◆ What the exercise asks ◆
Can you write the next part of the article on deciding whether assisted living is right for an aging parent, picking up after its last sentence?

----- Text passage

Is Assisted Living the Best Option for My Mom/Dad?
Many people experience a reduction in cognitive ability as they get older. In some cases, the adult children find they can take care of their aging parents by hiring live-in caregivers or having their mothers or fathers move in with them. At other times, those arrangements are not in the best interests of the parent or the children. If you are wondering if assisted living would be the best solution for your parent, consider these factors.

Confusion is Increasing

If you notice that your parent frequently has to stop and think hard about where he or she happens to be, that poses a serious safety risk. Even something as simple as walking out to the mailbox or taking a stroll to the neighborhood park without someone tagging along can become frightening. Unless you are in a position to make sure someone is with the parent every waking moment, assisted living would be the best way to keep your parent safe.

Your Parent Wanders

In spite of your best efforts, your parent tends to wander. Before you know it, the back door is open and your loved one is several blocks away. Everything comes to a halt while all the family members set out in search of the missing parent. When this situation seems to happen more often, an assisted living facility like Prosperity Pointe in Knoxville, TN can ensure your parent can only wander so far. Even if your parent decides to head out to the garden to enjoy some sunshine and smell the flowers, there is always someone who is watching from a discreet distance.

Verbal and Physical Aggression

Dementia can change a behavior and personality so quickly that people wonder what is happening. If your parent has gone from being good-natured and caring to name-calling, making threats, and maybe even lashing out physically at other members of the family, something needs to be done. This is especially true if you have young children in the home who don’t really grasp why grandpa or grandma becomes violent so suddenly. Rather than allow the aggression and abuse to harm the rest of the family, an assisted living facility is worth considering.

----------
----- Data under study

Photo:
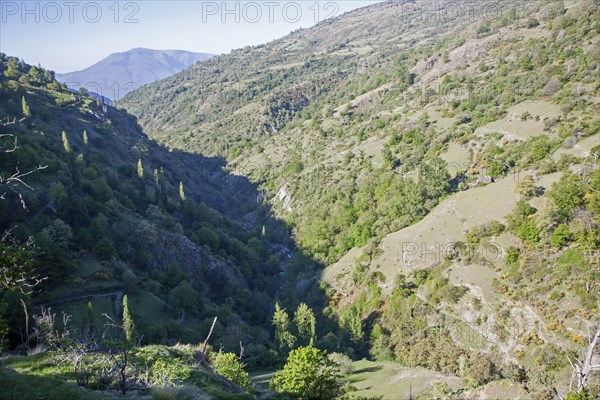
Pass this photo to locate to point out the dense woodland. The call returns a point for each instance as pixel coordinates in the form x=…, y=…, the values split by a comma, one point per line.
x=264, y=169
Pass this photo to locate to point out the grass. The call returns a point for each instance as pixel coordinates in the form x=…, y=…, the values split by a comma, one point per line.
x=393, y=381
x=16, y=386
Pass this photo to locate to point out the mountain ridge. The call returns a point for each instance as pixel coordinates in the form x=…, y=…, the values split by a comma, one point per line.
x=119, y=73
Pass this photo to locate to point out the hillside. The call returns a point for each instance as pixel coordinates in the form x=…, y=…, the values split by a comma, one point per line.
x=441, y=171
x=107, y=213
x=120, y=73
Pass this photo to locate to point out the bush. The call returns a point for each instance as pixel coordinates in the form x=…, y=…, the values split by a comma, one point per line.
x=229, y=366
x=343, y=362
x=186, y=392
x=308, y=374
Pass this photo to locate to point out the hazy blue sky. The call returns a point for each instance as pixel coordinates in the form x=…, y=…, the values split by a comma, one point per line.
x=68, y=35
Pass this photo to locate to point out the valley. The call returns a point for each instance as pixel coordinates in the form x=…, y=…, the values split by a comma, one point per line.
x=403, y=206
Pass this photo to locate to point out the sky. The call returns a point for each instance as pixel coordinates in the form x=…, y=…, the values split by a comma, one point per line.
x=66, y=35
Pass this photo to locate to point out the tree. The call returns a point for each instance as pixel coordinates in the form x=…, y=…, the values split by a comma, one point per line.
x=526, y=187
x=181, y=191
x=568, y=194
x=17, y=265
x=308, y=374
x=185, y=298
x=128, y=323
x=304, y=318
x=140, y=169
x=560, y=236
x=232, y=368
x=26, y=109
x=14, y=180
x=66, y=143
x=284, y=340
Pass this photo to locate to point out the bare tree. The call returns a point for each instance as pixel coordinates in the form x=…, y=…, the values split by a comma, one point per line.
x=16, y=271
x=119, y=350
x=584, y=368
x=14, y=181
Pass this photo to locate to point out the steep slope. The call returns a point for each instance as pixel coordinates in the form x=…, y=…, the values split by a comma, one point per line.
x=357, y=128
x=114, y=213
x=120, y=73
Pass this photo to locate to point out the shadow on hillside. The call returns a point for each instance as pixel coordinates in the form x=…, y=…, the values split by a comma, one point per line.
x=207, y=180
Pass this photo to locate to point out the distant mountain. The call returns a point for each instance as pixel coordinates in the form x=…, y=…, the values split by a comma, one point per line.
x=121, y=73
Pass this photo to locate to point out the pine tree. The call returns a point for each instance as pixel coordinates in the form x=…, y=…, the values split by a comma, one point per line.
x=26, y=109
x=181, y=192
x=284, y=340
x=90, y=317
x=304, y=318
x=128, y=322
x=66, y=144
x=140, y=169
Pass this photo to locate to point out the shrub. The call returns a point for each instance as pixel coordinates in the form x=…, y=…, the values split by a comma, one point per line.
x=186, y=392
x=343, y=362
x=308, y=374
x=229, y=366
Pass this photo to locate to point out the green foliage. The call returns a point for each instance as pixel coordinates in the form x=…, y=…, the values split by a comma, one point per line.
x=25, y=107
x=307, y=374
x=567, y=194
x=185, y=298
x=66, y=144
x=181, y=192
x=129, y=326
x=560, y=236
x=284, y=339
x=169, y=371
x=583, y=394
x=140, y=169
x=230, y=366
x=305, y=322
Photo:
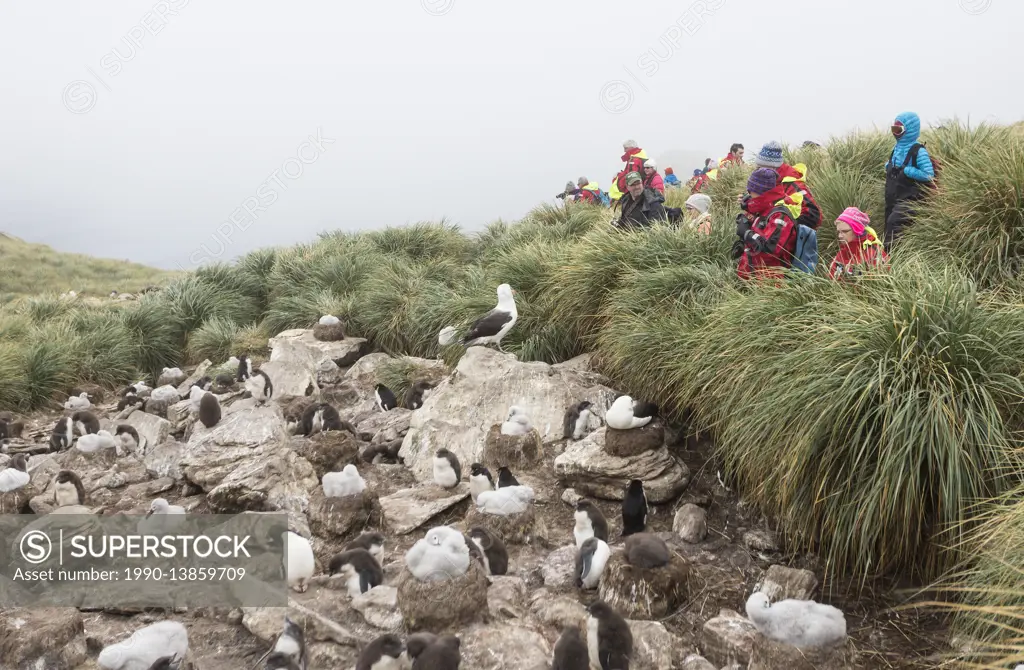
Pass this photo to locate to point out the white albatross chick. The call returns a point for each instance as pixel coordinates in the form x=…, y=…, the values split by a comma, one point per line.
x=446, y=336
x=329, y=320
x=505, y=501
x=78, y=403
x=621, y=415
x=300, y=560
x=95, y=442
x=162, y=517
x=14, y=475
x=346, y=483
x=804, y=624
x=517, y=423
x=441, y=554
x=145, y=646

----------

◆ Response to this exercise ◆
A Desire to Enjoy Some Measure of Independence

Perhaps your parent realizes what is happening, but wants to remain as independent as possible. There’s something about moving into an assisted living facility that provides a greater sense of independence versus moving into a child’s home. The parent still has some personal space, but also has the benefit of staff who are there to check in, make sure medication is taken on time, and in general make sure the parent is safe. Add in the range of activities that residents get to enjoy together and the assisted living facility begins to feel more like a community.

Arranging for your parent to live in an assisted living facility does not mean you are putting him or her out of your life. It does mean that you want your loved one to be safe, comfortable, and receive the care needed to enjoy the highest quality of life possible. Step back and take an objective look at what is best for your parent. There’s a good chance that the right type of facility will be a good thing for your loved one and for the rest of the family.